(Stored data entries)
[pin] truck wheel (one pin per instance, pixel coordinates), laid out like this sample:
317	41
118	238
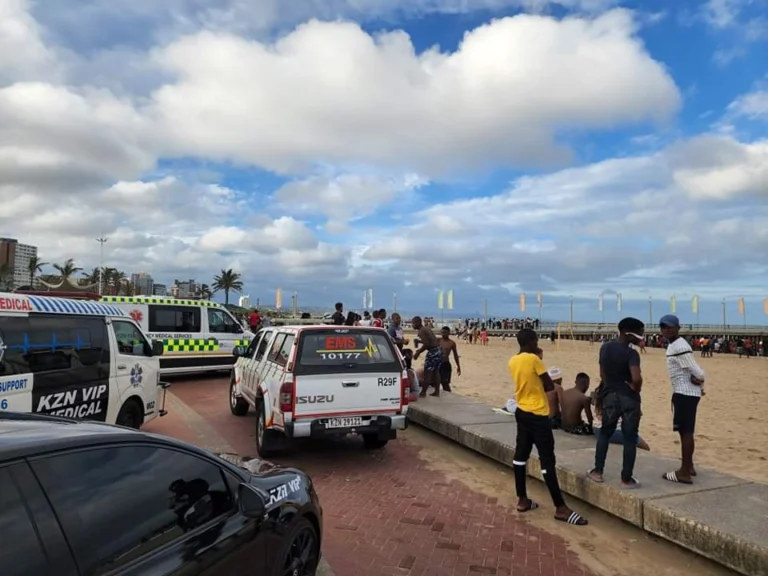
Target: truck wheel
129	415
238	406
266	440
373	442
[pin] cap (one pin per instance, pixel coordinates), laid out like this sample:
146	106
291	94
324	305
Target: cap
555	373
670	320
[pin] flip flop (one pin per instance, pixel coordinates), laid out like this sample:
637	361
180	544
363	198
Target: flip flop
532	506
589	477
672	477
574	519
633	486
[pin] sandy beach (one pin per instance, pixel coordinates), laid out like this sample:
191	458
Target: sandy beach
731	434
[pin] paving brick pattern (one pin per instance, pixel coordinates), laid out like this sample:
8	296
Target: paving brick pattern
387	514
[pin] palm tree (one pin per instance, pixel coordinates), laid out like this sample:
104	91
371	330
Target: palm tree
35	266
67	269
226	281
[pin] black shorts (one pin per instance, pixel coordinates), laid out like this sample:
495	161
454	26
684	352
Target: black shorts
445	373
684	413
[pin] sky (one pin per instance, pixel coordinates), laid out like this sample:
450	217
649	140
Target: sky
491	147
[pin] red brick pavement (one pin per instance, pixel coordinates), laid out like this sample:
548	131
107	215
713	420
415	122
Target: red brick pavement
387	513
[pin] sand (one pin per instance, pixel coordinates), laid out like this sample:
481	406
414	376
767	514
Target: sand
731	435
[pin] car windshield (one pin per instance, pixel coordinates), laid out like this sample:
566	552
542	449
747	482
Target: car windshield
342	349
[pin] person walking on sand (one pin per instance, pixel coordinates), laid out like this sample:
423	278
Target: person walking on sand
446	370
533	427
433	358
619	393
687	379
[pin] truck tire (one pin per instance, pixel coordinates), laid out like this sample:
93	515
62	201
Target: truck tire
373	442
238	406
266	440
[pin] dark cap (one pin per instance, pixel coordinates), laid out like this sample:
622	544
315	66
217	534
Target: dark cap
670	320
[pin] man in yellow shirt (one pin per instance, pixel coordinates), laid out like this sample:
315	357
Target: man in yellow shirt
534	427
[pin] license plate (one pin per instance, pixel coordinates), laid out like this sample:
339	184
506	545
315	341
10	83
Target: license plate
343	422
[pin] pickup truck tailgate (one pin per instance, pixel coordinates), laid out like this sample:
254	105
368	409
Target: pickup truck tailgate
343	371
351	393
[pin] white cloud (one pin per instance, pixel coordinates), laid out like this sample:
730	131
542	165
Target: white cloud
329	92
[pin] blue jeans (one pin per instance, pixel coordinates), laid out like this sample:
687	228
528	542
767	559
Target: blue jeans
617	406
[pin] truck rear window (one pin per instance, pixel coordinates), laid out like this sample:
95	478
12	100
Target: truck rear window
332	350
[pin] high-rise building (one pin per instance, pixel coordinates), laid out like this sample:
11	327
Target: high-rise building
16	257
143	284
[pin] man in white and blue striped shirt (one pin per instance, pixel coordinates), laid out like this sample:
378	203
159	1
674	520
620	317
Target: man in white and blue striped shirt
687	380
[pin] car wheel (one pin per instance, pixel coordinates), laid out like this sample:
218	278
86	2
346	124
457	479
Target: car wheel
300	555
238	406
373	442
129	415
266	439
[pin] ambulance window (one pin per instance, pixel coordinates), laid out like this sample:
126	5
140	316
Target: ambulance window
285	350
174	319
130	340
50	343
113	515
264	345
22	553
220	322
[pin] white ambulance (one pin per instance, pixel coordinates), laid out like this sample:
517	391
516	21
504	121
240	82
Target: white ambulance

Task - Restate every line above word for word. Do not carry over the images.

Finished task -
[pin] truck wheel (one pin per instance, pixel coordinates), laid out like this sample:
317	41
118	238
Target: truck wheel
129	415
238	406
266	440
373	442
[pin] cap (one pin per instance, pixel coordinates), laid out like this sample:
146	106
291	94
324	305
Target: cap
555	373
670	320
[pin] flip flop (one pin per instance, pixel coordinates), laid out like this sample:
637	361
180	544
363	198
Target: flip flop
532	506
589	477
672	477
574	519
633	486
[pin] sandy beach (one pin per instance, pixel coordinates), laid out like this sample:
191	458
Target: sandy beach
731	434
[pin] paving brick pattern (one pin per instance, pixel coordinates), laid out like this sample:
8	296
Target: paving brick pattern
387	514
[pin] palm tree (one pin per instance, pixel coordinates), laid out like this sample:
104	91
371	330
Target: palm tree
35	266
67	269
226	281
[pin] black shorts (one pin per instance, pixel coordinates), laid out like this sample:
495	161
454	26
684	352
Target: black shorts
445	373
684	413
[pin] sky (one pin per instance, pixel coordinates), laid out like this sample:
450	217
649	140
Target: sky
491	147
[pin] red brick pavement (one pin per instance, pixel coordinates), laid out like this sample:
548	131
107	215
713	420
415	122
Target: red brick pavement
387	513
[pin] sand (one pin per instance, pixel coordinates), laid out like this sample:
481	406
414	376
767	514
Target: sand
731	435
[pin] car windshield (one pin per instance, pixel coordinates), laid out like this sample:
566	552
542	449
747	482
Target: car windshield
342	349
[pin] person walking on sand (one pin per instance, pixel coordinates), laid out like this sample:
423	278
Target: person walking on sand
446	370
533	427
433	358
619	393
687	379
[pin] truck tire (one pin per instance, pixel coordinates), laid out like this sample:
93	515
62	201
Target: truck tire
373	442
238	406
266	440
[pin] dark cap (one pin per instance, pixel coordinates), laid out like this sample:
622	544
315	66
217	534
Target: dark cap
670	320
[pin] man in yellow shirt (one pin per instance, pixel coordinates), laid out like this sample:
315	357
Target: man in yellow shirt
534	427
[pin] license plate (one pin per instance, pixel coordinates), laid out like this sample:
339	184
506	545
315	341
10	83
Target: license plate
343	422
[pin] pickup truck tailgate (one pin per instance, pixel coordinates), laid out like this sample:
254	105
368	409
Target: pickup truck tailgate
343	371
351	393
[pin] white cloud (one pin per instance, pixel coordinates), laid out like this sample:
730	131
542	165
Target: white cloud
329	92
[pin] blue jeans (one pin per instance, pixel coordinates), laid out like this sample:
687	228
528	542
767	559
Target: blue jeans
617	406
[pin] truck rear window (one pin per instance, pixel coordinates), laid out like this sample:
95	478
12	100
Target: truck rear window
332	350
[pin] high-rise building (one pin per instance, pixel coordinates), laid out like this sample:
11	327
Target: high-rise building
16	257
143	284
[pin] man in white and blue striped shirt (one pin per instance, pixel coordinates), laid out like this sample:
378	203
159	1
674	520
620	317
Target: man in white and blue striped shirt
687	380
[pin] car wheel (one pin per instance, pixel coordinates), laid out like this sample:
218	278
86	2
346	124
457	479
Target: car wheel
300	555
238	406
373	442
129	415
266	439
[pin] ambulance window (one pin per instance, pixel coordinates), laid out like this sample:
126	5
140	316
Target: ambulance window
285	350
174	319
130	340
50	343
113	515
264	345
22	553
220	322
[pin] white ambulance (one pin per instance, pixel coordinates), laid out like this sample:
517	391
516	21
504	121
240	82
Target: white ambulance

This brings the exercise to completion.